좌표 주석 데이터:
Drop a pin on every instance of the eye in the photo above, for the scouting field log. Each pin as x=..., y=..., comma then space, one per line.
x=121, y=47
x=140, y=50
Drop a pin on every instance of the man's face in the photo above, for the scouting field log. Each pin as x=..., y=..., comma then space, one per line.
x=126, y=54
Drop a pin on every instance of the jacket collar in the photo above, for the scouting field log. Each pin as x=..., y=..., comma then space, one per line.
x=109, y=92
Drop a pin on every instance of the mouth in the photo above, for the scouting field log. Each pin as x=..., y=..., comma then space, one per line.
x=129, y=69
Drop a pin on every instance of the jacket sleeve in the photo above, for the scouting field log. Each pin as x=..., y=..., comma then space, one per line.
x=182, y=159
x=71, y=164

• 짧은 과제:
위 데이터에서 "Drop a pin on every instance of the jacket collar" 문구가 있는 줄에서 시작하여 "x=109, y=92" 문구가 있는 줄에서 끝나도록, 두 줄을 포함한 그 사이의 줄을 한 글자도 바꾸지 말고 다시 입력하시오.

• 아래 답변:
Drop a pin on every instance of the jacket collar in the photo above, for the scouting field log. Each pin as x=..., y=..., comma then space, one per line.
x=109, y=92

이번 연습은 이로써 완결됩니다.